One new grandfather grumbled that a NASA engineer would struggle with the instructions. Not all classes cover car seats, but many hospitals and local firehouses offer clinics on how to install today’s models.

Here’s where the all-important part two of grandparent class comes in. Your opinion is not welcome. Your information is likely dated. It’s not your child. Repeat, it’s not your child. Unless you believe your grandchild is in real danger, keep your mouth shut.

“You’re not captain of the team anymore,” says Donne Davis, the founder of GaGa Sisterhood, a social and educational network for grandparents. “You’re a team member and your goal is to support the parents in whatever they want.”

She speaks from long experience. Some 18 years ago, Davis was baffled to see her daughter practically wearing the baby as an appendage, sleeping with her and then complaining about how tired she was. Attachment parenting was in vogue. The experience prompted Davis to connect with other grandparents, if only for a reality check.

“I was mystified by how my two daughters did everything differently than I did, and kept wondering, ‘Is this what it’s like for other grandparents?’” Davis ultimately created an in-person and online forum for discussions and also hosts monthly speakers.

In gleeful anticipation of my own grandchild, I signed up for the online course given at Stanford. My default know-it-all attitude was quickly humbled. Co-teachers Marilyn Swarts and Nancy Sanchez reminded us that new parents need support to build their confidence, not second guessing on whether the baby is getting enough milk through nursing.

Whether it’s East Coast or West Coast, hospital-based grandparent classes seem to share the same origin. New parents in baby groups begged instructors to educate grandparents. “We were hearing from the young mothers,” says Sanchez. “Grandparents were challenging things. We realized that things had changed from when these grandparents were parents, and to get everybody on the same page would definitely help that transition.”

Because the pandemic forced classes online, grandparents are signing up from all over the world. Cultural differences are another topic addressed. With greater numbers of multicultural and multiracial couples having babies, each set of grandparents may have different expectations.

In the class I attended, grandparents logged in from India, Japan, as well as New York, Michigan, California and Massachusetts. We shared most of the same concerns. Several of us asked for a repeat of the swaddling demonstration.
----
** PROMPT **
Write the next part of the article on grandparent classes, picking up after its last sentence. The records have no connection to the text.

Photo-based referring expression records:
----
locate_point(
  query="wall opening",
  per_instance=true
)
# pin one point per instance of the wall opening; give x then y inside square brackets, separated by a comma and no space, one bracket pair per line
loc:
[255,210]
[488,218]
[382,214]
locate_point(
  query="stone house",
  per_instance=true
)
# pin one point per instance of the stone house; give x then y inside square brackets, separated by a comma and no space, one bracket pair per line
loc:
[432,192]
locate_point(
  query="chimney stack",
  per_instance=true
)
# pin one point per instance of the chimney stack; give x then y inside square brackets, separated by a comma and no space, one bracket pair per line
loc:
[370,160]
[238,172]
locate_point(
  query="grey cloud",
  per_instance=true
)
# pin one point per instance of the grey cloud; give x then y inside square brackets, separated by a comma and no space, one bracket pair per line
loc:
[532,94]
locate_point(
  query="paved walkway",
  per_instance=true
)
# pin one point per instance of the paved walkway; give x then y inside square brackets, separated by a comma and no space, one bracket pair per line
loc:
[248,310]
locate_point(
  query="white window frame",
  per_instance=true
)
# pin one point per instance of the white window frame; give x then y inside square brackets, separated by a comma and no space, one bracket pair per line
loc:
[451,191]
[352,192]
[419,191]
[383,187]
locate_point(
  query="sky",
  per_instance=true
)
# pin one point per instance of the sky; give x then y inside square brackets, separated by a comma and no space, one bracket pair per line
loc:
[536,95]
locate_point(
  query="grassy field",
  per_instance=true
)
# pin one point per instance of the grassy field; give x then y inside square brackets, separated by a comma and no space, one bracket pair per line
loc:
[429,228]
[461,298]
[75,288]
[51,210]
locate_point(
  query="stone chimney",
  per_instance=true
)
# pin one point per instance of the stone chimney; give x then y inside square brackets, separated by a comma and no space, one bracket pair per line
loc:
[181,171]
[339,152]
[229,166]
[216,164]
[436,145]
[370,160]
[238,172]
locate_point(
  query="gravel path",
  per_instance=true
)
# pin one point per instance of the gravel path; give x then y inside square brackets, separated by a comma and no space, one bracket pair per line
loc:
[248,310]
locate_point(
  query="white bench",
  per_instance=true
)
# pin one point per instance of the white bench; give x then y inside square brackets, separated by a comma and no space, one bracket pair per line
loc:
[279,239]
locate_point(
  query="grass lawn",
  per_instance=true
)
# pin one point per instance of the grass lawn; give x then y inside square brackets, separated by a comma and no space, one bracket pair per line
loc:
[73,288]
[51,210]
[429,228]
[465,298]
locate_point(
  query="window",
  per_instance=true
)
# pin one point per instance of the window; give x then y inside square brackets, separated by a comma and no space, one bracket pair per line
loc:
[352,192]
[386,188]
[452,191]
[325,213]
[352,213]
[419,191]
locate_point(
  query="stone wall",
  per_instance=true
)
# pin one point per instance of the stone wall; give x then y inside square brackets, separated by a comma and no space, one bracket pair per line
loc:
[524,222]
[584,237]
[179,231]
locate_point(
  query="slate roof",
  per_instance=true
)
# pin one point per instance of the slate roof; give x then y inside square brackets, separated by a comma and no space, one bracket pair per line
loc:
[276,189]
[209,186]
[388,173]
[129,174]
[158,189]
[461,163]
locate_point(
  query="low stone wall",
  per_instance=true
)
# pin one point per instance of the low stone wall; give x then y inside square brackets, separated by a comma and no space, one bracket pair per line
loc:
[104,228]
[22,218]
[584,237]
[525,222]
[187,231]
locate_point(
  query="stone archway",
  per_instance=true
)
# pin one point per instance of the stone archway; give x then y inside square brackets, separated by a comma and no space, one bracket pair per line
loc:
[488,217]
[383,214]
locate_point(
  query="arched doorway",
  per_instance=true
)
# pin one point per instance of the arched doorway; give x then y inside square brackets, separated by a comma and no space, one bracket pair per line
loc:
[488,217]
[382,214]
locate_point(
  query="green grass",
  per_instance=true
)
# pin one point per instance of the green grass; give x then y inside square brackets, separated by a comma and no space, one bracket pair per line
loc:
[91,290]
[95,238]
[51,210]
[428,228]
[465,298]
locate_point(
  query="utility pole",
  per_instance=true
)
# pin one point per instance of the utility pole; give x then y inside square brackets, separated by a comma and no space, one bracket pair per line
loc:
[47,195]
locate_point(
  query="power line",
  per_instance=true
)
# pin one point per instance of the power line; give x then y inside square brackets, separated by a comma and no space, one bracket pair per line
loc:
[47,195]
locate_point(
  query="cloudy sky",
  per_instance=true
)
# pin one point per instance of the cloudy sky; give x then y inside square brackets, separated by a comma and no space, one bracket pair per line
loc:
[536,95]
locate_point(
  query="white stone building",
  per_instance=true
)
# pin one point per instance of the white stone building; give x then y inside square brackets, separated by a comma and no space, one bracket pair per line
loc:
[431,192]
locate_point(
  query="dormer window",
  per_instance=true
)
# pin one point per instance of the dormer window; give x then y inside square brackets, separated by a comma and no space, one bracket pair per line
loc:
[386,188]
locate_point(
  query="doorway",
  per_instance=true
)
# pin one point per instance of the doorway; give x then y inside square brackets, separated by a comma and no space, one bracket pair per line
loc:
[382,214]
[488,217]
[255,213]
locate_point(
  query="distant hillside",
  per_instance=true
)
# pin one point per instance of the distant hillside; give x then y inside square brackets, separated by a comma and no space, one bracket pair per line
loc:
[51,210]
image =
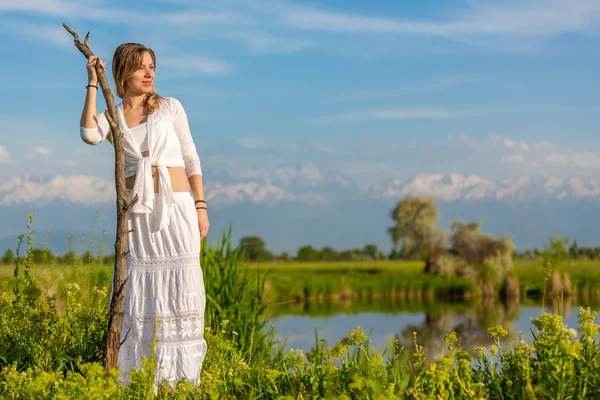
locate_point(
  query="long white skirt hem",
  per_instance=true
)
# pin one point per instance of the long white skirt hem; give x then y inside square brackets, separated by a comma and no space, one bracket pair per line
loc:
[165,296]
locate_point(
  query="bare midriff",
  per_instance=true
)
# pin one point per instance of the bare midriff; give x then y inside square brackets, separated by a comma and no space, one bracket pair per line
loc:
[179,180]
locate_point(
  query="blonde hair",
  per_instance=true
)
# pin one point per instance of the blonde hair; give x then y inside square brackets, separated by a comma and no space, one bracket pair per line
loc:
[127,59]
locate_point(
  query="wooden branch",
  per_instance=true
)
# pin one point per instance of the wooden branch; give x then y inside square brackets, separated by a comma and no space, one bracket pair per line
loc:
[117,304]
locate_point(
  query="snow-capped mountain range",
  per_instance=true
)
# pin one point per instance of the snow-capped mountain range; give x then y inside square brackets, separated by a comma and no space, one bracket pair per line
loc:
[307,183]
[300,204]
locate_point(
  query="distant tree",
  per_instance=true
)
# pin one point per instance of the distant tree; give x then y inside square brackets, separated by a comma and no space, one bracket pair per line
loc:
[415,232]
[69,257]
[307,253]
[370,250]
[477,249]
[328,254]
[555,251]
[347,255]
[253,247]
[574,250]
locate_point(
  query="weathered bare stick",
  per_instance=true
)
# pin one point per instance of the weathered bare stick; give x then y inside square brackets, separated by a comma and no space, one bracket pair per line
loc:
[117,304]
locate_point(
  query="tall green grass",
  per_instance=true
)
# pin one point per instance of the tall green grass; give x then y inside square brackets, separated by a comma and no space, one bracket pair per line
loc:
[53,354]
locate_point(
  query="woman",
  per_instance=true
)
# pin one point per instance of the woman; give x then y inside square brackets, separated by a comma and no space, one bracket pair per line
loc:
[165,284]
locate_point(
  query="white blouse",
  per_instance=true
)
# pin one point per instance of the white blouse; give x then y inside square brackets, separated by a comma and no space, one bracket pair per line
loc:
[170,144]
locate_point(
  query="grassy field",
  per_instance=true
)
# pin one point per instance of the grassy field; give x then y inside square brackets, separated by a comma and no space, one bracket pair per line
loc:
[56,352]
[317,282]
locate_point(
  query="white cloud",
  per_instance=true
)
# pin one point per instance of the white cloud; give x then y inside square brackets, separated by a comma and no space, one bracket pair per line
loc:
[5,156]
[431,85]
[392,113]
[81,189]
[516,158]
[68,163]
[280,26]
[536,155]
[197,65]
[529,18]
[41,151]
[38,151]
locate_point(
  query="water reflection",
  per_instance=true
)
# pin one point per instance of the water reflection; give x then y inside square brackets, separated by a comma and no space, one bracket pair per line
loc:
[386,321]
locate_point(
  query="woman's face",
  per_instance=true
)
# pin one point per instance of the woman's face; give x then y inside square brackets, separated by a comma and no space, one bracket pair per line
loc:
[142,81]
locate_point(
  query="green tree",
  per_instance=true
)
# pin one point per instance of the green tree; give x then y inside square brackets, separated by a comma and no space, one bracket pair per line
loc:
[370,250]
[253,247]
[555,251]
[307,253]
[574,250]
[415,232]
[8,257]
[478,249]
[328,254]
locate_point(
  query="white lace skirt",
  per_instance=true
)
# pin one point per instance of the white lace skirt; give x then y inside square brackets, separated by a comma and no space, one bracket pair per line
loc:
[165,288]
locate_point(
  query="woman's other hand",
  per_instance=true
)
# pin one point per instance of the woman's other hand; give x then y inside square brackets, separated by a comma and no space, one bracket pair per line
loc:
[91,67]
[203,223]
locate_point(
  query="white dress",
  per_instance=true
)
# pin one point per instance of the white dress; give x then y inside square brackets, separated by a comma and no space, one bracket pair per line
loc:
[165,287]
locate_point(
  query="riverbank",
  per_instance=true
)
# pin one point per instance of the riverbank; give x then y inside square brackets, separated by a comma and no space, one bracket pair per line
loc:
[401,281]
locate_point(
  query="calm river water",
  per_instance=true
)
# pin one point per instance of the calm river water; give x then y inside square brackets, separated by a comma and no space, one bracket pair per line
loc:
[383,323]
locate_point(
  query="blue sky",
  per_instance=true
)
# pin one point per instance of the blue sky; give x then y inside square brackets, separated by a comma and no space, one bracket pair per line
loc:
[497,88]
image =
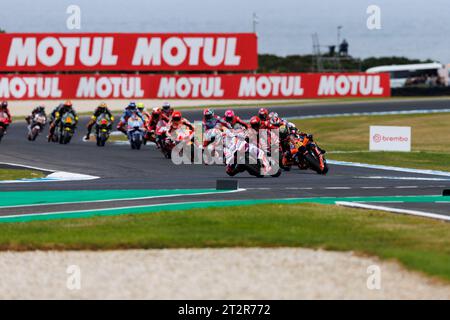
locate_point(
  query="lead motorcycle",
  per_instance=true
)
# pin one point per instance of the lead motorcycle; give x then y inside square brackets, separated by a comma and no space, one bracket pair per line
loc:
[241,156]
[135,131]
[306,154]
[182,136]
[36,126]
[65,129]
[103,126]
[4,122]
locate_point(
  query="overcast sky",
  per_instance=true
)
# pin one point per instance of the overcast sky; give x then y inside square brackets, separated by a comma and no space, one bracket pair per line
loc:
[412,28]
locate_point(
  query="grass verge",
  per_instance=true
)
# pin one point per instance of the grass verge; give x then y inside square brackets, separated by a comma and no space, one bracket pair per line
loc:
----
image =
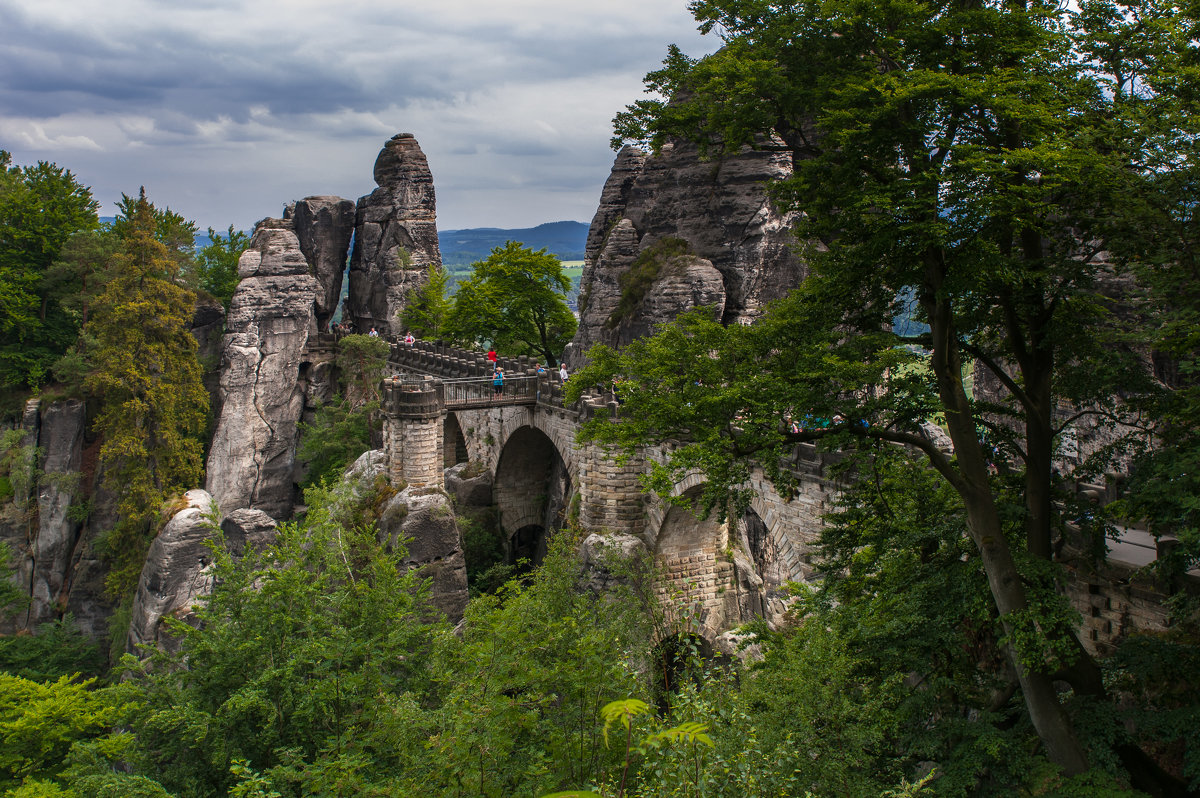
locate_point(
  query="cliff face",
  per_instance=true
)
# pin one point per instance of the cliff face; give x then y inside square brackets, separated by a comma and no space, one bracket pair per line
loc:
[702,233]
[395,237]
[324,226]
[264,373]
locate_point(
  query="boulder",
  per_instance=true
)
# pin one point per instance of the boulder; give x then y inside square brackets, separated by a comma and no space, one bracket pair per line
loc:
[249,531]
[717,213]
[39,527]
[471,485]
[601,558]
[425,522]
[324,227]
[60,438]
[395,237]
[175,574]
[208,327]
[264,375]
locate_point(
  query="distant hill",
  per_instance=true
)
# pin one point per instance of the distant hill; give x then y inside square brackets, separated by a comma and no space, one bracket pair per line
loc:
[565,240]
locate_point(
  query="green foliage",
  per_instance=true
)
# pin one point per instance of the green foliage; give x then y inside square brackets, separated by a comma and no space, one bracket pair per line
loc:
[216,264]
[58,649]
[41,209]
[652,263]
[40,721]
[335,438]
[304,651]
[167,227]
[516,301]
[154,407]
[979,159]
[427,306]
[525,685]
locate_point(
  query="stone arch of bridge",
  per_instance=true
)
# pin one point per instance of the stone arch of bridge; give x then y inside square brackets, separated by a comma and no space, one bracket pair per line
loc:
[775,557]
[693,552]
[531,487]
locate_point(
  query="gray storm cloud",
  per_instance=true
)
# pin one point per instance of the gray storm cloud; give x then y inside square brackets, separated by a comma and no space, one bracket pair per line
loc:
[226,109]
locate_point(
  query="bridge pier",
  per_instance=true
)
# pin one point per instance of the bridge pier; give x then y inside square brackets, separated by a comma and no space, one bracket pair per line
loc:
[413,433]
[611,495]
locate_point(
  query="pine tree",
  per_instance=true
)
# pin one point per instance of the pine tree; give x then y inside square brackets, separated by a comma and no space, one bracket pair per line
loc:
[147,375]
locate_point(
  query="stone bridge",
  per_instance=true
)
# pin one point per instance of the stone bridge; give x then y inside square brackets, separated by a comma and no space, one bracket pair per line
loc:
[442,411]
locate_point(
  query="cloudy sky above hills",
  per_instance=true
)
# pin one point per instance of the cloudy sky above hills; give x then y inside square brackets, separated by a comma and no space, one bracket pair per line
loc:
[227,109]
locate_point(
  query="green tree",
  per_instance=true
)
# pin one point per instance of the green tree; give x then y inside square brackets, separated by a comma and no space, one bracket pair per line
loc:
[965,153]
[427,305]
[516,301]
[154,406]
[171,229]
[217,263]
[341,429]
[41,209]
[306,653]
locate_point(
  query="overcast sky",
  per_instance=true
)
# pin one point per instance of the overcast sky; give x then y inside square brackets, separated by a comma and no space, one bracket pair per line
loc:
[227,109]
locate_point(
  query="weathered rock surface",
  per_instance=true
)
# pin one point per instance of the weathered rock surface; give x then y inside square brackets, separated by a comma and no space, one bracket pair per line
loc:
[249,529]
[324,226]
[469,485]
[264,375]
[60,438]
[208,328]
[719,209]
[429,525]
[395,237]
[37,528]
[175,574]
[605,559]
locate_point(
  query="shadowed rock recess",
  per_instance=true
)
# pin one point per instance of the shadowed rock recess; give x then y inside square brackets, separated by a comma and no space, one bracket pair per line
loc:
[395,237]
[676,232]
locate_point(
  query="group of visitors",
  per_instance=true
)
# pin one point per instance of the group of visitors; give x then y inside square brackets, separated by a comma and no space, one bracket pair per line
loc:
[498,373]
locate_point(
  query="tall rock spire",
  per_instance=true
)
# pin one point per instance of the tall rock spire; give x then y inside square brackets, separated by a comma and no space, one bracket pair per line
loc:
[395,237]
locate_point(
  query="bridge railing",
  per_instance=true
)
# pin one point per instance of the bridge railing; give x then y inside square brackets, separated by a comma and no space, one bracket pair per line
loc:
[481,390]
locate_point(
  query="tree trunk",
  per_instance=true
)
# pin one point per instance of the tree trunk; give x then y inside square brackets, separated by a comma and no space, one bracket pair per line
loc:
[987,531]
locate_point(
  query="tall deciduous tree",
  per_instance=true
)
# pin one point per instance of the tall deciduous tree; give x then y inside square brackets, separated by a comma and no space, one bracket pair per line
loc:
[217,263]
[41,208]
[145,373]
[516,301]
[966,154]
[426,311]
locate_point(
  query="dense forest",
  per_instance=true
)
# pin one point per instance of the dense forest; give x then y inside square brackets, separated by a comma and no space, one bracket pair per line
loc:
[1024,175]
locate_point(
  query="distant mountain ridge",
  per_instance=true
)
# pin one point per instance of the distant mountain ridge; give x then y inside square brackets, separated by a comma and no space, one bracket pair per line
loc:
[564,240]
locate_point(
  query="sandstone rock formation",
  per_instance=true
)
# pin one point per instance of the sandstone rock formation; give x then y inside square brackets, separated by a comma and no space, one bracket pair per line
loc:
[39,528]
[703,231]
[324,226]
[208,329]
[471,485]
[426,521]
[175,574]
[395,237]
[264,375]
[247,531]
----
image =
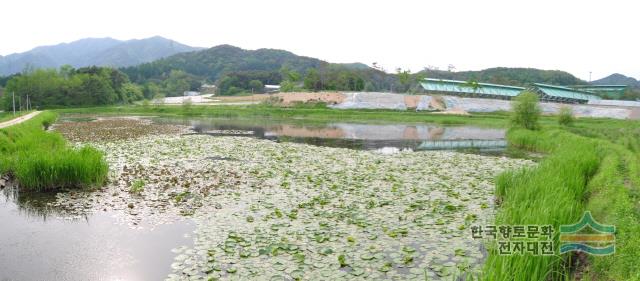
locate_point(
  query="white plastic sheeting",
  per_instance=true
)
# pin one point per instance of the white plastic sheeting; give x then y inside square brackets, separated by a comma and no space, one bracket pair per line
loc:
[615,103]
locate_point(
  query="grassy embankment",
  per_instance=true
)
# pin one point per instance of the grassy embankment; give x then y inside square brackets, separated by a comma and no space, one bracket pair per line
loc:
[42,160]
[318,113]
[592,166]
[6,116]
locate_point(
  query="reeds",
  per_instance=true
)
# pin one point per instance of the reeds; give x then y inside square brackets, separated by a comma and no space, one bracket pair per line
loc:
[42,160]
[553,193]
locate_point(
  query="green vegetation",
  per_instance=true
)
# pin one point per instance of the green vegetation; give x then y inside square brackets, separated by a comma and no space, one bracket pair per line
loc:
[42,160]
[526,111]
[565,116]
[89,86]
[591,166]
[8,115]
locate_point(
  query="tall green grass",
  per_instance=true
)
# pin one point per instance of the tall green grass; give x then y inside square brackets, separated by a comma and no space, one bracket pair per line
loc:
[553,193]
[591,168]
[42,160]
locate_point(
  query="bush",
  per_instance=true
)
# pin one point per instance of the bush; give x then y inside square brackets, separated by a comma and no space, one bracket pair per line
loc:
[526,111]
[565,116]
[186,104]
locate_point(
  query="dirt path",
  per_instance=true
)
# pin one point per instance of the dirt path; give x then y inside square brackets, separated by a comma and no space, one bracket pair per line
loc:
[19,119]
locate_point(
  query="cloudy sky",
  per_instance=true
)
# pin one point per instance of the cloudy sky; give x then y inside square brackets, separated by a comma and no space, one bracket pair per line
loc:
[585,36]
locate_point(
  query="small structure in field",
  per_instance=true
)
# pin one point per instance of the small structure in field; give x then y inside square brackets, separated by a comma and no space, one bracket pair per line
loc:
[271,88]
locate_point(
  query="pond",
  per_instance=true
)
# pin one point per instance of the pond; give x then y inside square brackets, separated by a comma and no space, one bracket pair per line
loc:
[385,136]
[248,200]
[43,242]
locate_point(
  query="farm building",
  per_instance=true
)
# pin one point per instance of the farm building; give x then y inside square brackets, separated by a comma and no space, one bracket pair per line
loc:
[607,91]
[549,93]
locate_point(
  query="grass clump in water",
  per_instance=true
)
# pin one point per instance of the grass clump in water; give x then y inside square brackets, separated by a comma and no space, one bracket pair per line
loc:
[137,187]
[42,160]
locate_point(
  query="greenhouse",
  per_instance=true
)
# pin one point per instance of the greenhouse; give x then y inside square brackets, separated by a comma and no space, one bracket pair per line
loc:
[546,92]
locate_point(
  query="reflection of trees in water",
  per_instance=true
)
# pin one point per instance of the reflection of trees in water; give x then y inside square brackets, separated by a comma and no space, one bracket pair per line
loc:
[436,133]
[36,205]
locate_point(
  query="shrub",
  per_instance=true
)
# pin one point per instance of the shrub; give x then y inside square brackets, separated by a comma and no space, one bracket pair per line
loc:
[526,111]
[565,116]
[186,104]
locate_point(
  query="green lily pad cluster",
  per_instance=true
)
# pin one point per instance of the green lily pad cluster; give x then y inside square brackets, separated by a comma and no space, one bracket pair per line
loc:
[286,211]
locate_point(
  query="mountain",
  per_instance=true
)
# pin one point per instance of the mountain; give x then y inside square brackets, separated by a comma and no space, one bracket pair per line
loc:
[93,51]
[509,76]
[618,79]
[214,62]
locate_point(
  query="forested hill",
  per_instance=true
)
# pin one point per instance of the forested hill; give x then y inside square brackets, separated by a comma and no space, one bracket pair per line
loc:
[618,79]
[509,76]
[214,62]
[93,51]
----
** REPLY **
A few days after my “graduation,” my husband and I were on the way across the country to meet our new granddaughter. Annie was born within minutes of our plane touching down.

The three weeks helping my daughter and son-in-law with the baby went remarkably smoothly, in no small part due to what I learned in class. Despite my instincts to steal that baby, I focused on taking care of the parents. I did a lot of cooking. My husband did many loads of laundry. It seemed like we were at the grocery store every day. The bleary-eyed new parents were incredibly grateful.

I only slipped up twice. Once, when my son-in-law took the baby outside on a chilly day without wrapping her up. I think I get a pass for chasing after him with a blanket. The second violation happened when my daughter told me she was going to wake the baby to feed her. I almost said, “Are you nuts? Who wakes up a sleeping baby?!” I managed to rephrase it: “Back in my day we would never wake a sleeping baby. The idea was to space out the feedings, letting the baby go longer and longer so that they’d sleep through the night.”

“Nope,” my daughter retorted. “The lactation consultant said to feed her every three hours.”

When I got home, I discovered my daughter was right. New research says that newborns should eat that frequently. It’s important for their cognitive development. And lactation consultants are now routinely part of hospital and pediatric practices.

Best of all was snuggling my granddaughter almost to my heart’s content. And thanks to a little preparation that prompted me to think about my new role, I’m welcome to come back for more. Because some things do not change over time. Like generations of grandmas before me, I am completely besotted with this wonderful new little human.